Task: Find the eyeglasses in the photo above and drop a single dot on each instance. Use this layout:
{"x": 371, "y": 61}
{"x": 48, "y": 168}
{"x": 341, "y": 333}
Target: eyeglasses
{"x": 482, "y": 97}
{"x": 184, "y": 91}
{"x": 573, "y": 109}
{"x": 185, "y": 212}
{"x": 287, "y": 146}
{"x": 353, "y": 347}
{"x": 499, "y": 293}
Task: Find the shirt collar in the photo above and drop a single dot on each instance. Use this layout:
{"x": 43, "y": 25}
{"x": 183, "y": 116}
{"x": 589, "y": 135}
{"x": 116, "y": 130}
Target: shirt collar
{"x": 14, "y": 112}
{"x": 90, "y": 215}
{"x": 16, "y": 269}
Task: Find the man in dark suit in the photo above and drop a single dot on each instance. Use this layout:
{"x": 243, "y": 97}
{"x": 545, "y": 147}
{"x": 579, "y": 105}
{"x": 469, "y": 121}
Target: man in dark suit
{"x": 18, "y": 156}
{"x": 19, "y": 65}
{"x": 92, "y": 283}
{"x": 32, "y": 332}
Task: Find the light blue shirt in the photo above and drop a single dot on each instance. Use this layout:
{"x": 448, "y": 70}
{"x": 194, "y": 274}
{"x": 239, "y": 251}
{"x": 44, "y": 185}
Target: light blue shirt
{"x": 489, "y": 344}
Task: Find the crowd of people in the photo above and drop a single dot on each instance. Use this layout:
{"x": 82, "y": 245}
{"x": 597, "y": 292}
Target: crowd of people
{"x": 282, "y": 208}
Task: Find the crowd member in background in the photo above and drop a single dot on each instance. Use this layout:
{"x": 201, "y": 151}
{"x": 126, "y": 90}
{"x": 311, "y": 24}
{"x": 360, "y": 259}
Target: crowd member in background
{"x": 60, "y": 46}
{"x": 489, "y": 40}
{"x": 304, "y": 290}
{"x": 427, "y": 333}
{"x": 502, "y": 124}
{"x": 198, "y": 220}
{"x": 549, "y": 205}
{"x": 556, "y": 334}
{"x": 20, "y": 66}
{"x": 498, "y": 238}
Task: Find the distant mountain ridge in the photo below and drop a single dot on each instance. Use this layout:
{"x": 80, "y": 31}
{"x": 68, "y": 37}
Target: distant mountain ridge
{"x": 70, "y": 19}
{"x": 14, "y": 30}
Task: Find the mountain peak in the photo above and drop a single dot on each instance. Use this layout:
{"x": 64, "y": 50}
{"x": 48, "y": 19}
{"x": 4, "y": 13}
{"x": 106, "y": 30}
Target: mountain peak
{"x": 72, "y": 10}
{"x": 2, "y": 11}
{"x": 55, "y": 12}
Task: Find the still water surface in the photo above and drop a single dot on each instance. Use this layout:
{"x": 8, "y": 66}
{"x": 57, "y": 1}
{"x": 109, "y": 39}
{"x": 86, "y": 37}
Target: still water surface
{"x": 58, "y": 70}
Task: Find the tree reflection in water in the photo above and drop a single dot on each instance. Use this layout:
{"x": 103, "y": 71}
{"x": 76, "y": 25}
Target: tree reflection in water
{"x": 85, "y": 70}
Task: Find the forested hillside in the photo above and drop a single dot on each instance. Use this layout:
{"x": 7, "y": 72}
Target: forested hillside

+ + +

Goal: Quote the material exactly, leaving nothing out.

Result of this task:
Task: Find the eyeglasses in the photo above and drop a single dot on each instance. Use this layout:
{"x": 371, "y": 61}
{"x": 48, "y": 168}
{"x": 341, "y": 333}
Target: eyeglasses
{"x": 482, "y": 97}
{"x": 184, "y": 91}
{"x": 573, "y": 109}
{"x": 185, "y": 212}
{"x": 287, "y": 146}
{"x": 353, "y": 347}
{"x": 499, "y": 293}
Task: Find the shirt collar in the photo above and drop a single dot on each instance. Use this layout:
{"x": 43, "y": 25}
{"x": 183, "y": 116}
{"x": 589, "y": 135}
{"x": 116, "y": 130}
Target: shirt collar
{"x": 14, "y": 112}
{"x": 90, "y": 215}
{"x": 16, "y": 269}
Task: Find the man in dark suit in the photo above and drop a single dot on each instance. Use this layout:
{"x": 243, "y": 97}
{"x": 545, "y": 147}
{"x": 579, "y": 105}
{"x": 469, "y": 121}
Target: man in dark suit
{"x": 18, "y": 156}
{"x": 19, "y": 65}
{"x": 92, "y": 283}
{"x": 32, "y": 332}
Task: Find the light blue shirt in the photo above and drop a single dot on each instance. Use this layout:
{"x": 448, "y": 70}
{"x": 194, "y": 274}
{"x": 239, "y": 251}
{"x": 44, "y": 185}
Target: light blue shirt
{"x": 489, "y": 344}
Task: Find the crowd of people in the photo above and drop a single dot on each instance. Use this layout:
{"x": 82, "y": 245}
{"x": 597, "y": 292}
Target: crowd of people
{"x": 282, "y": 208}
Task: Find the crowd member in background in the photo above and drop a single dot on each instance. Use this layout:
{"x": 201, "y": 151}
{"x": 126, "y": 90}
{"x": 311, "y": 24}
{"x": 360, "y": 259}
Target: crowd member in background
{"x": 60, "y": 46}
{"x": 489, "y": 40}
{"x": 304, "y": 290}
{"x": 427, "y": 333}
{"x": 502, "y": 124}
{"x": 198, "y": 220}
{"x": 549, "y": 205}
{"x": 556, "y": 334}
{"x": 20, "y": 66}
{"x": 498, "y": 238}
Task: Find the distant mountain ridge in the photo below and drop a single dot on each instance. Use this layout:
{"x": 80, "y": 31}
{"x": 68, "y": 37}
Target: distant mountain ridge
{"x": 70, "y": 19}
{"x": 14, "y": 30}
Task: Find the mountain peak in the photo above and drop a single dot on each instance. Use this layout:
{"x": 64, "y": 50}
{"x": 48, "y": 19}
{"x": 4, "y": 13}
{"x": 106, "y": 30}
Target: mountain peak
{"x": 72, "y": 10}
{"x": 2, "y": 11}
{"x": 55, "y": 12}
Task: Find the still water surface in the photo above and drop a single dot on each instance. Use this layout:
{"x": 8, "y": 66}
{"x": 57, "y": 1}
{"x": 109, "y": 39}
{"x": 86, "y": 37}
Target: still water surface
{"x": 58, "y": 70}
Task: Find the tree reflection in water in the photo above and drop a single dot on each instance. Use this layout:
{"x": 103, "y": 71}
{"x": 76, "y": 25}
Target: tree reflection in water
{"x": 85, "y": 70}
Task: Find the forested hillside in the photo above and drop a single dot on each instance. Use this layout:
{"x": 7, "y": 72}
Target: forested hillside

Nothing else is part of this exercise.